- Native name: কামরুল হাসান
- Born: 24 July 1952 Comilla, East Bengal, Pakistan
- Died: 6 August 2018 (aged 66) Dhaka, Bangladesh
- Allegiance: Bangladesh
- Branch: Bangladesh Army
- Service years: 1975 - 1988
- Rank: Major
- Unit: East Bengal Regiment
- Commands: 2IC of 4th East Bengal Regiment; DQ of 46th Independent Infantry Brigade; Sub-Commander of Sector – II;
- Conflicts: Bangladesh Liberation War
- Awards: Bangla Academy Award, 2017
- Education: Beijing Language and Culture University

= Kamrul Hasan Bhuiyan =

Kamrul Hassan Bhuiyan (24 July 1952 – 6 August 2018) was a Bangladeshi major in the Bangladesh Army. He was a freedom fighter, liberation war researcher and writer. He was the founder chairman of the Center for Liberation War Studies. He received Bangla Academy Award in the year 2018 for his contribution to the liberation war literature.

____________

Tasks
1. For each statement about the profile of Kamrul Hasan Bhuiyan, answer yes or no and quote the words of the text that decide it. (a) He served in the Bangladesh Army until 1988. (b) He was born in Dhaka. (c) He founded the Center for Liberation War Studies.
2. Summarize the profile of Kamrul Hasan Bhuiyan in two sentences.
The rows that come next have no connection to the text above.

Supplied information
____________

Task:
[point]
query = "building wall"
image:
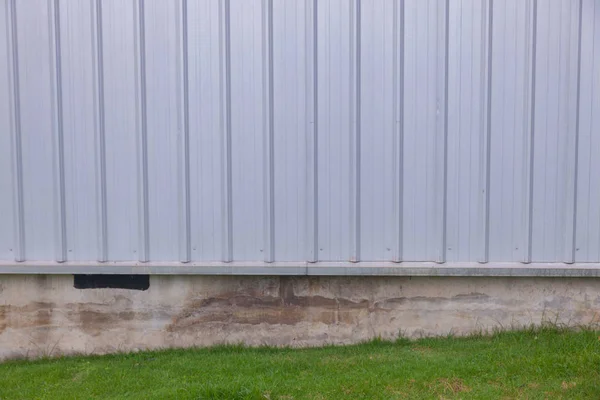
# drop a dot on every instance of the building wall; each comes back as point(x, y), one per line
point(45, 315)
point(271, 130)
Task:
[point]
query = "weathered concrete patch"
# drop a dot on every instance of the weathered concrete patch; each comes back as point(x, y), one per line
point(46, 315)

____________

Responses to the exercise
1.
(a) Yes: "Service years: 1975 - 1988"
(b) No: "Born: 24 July 1952 Comilla, East Bengal, Pakistan"
(c) Yes: "He was the founder chairman of the Center for Liberation War Studies."

2. Kamrul Hassan Bhuiyan (1952–2018) was a Bangladeshi major in the Bangladesh Army, as well as a freedom fighter, liberation war researcher and writer. He was the founder chairman of the Center for Liberation War Studies and received the Bangla Academy Award for his contribution to liberation war literature.